◆ **Task directions**: Repeat exactly, and only, the lines from the one containing "One point belongs on each instance of the wood grain." through the end of the records.

┏━━

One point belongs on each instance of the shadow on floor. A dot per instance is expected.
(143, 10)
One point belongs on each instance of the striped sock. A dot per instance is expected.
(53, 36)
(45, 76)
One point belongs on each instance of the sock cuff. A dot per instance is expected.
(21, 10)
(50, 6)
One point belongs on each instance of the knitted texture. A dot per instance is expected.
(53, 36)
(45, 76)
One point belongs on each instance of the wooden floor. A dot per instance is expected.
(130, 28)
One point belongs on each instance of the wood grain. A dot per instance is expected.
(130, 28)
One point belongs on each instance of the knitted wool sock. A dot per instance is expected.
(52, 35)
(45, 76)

┗━━

◆ **Finished task**:
One point belongs on each instance of the wood grain. A dot per instance is expected.
(130, 28)
One point belongs on each instance of the knitted wool sock. A dot per instance is expected.
(52, 35)
(45, 76)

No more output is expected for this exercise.